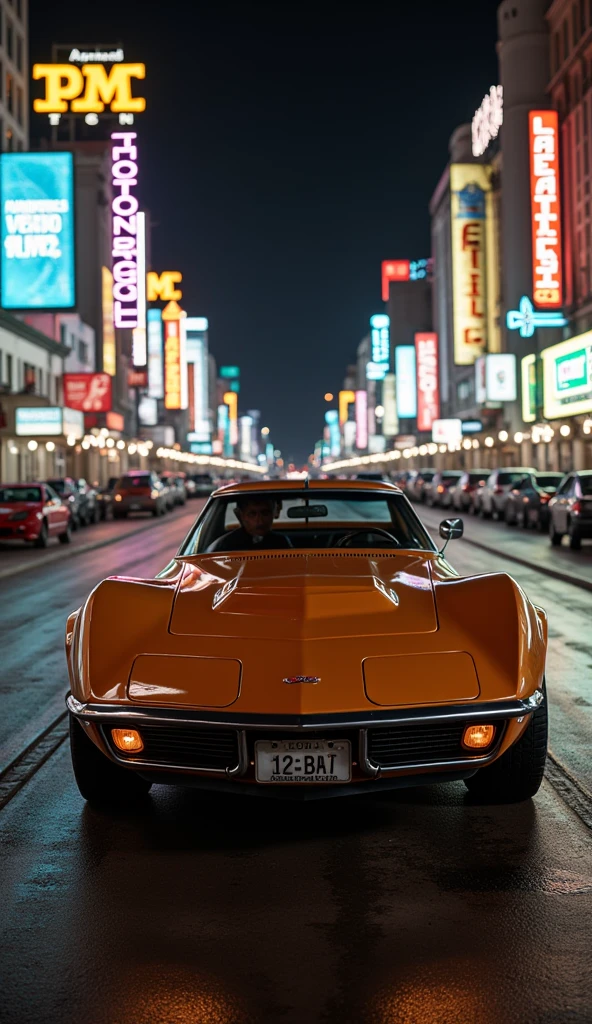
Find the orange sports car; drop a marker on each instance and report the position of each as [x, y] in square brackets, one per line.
[308, 640]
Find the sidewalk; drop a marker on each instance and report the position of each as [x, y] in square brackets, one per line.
[524, 546]
[16, 558]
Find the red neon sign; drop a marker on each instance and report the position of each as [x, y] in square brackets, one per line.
[393, 269]
[427, 380]
[546, 209]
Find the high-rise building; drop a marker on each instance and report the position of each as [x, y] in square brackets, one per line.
[14, 75]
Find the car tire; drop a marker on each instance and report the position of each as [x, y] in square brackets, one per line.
[66, 538]
[43, 539]
[99, 780]
[518, 773]
[554, 537]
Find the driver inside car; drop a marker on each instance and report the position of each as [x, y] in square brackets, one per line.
[255, 515]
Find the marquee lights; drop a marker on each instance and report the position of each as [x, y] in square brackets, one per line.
[546, 213]
[488, 120]
[427, 380]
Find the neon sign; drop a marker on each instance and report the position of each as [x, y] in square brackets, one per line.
[163, 286]
[427, 380]
[488, 120]
[88, 89]
[125, 208]
[547, 255]
[526, 318]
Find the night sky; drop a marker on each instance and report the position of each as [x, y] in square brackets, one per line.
[286, 151]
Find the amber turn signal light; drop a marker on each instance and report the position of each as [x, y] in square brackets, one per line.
[476, 737]
[128, 740]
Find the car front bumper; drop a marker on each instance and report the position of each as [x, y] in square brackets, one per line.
[400, 748]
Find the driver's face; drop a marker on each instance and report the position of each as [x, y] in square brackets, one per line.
[256, 518]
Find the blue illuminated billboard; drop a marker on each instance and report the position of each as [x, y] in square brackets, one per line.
[38, 246]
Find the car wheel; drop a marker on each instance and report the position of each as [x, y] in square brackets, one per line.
[98, 779]
[43, 539]
[518, 773]
[66, 538]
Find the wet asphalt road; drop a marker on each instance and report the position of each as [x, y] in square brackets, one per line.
[411, 907]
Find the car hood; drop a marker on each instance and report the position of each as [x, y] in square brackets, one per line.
[308, 595]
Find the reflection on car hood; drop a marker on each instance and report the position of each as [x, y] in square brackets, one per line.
[295, 595]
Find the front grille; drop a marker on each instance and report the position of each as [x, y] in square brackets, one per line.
[184, 745]
[427, 742]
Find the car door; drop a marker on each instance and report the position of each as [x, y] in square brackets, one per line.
[561, 505]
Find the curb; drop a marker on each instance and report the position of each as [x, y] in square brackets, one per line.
[576, 581]
[59, 556]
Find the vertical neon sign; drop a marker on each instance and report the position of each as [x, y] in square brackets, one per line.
[125, 208]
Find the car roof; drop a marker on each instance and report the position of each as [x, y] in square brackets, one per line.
[269, 486]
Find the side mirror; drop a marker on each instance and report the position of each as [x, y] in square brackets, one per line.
[451, 529]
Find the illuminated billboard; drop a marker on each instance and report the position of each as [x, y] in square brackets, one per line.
[362, 420]
[567, 378]
[393, 269]
[546, 210]
[427, 380]
[89, 89]
[405, 371]
[125, 230]
[197, 354]
[88, 392]
[163, 286]
[38, 240]
[474, 263]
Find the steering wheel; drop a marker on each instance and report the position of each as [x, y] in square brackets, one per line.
[344, 541]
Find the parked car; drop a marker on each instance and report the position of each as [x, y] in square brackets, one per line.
[34, 512]
[527, 503]
[203, 484]
[571, 509]
[495, 494]
[417, 488]
[104, 498]
[462, 494]
[138, 491]
[68, 489]
[438, 491]
[90, 508]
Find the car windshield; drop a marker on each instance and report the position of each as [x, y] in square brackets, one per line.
[504, 478]
[10, 495]
[319, 519]
[552, 480]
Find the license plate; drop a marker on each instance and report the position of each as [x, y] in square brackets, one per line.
[301, 761]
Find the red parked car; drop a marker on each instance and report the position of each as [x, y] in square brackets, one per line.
[33, 512]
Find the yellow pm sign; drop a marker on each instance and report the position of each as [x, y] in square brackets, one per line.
[88, 89]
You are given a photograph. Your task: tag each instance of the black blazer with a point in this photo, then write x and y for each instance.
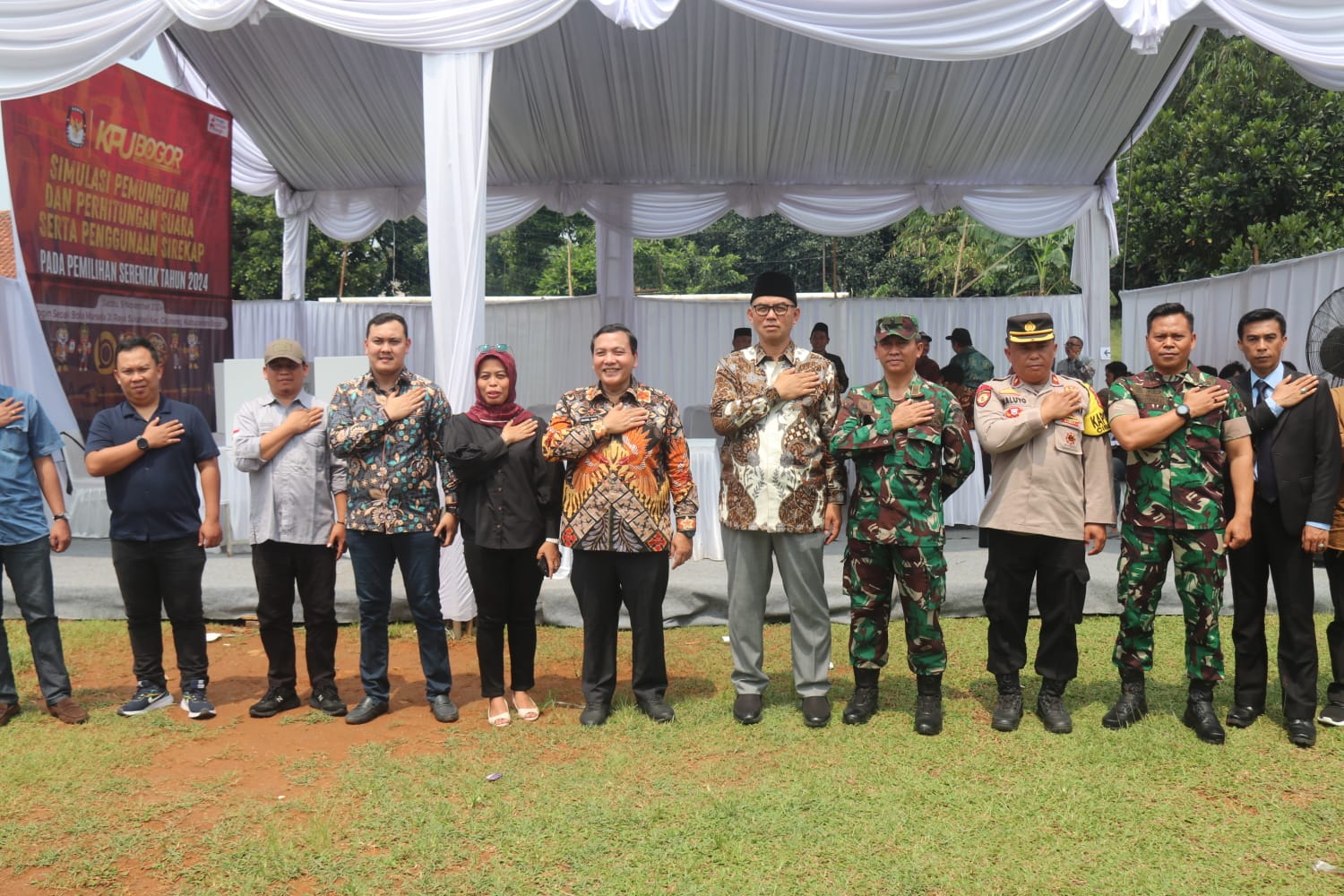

● Work instructions
Which lines in the rows above contain the word "wheel"? Pick out each one and copy it in full.

● Result for this task
Find the car wheel; drop a marker on each instance and report the position of each as [x, y] in square brackets, one per line.
Find the steering wheel; drop a marker on each instance and report the position of each as [x, y] in square brackets, one per line.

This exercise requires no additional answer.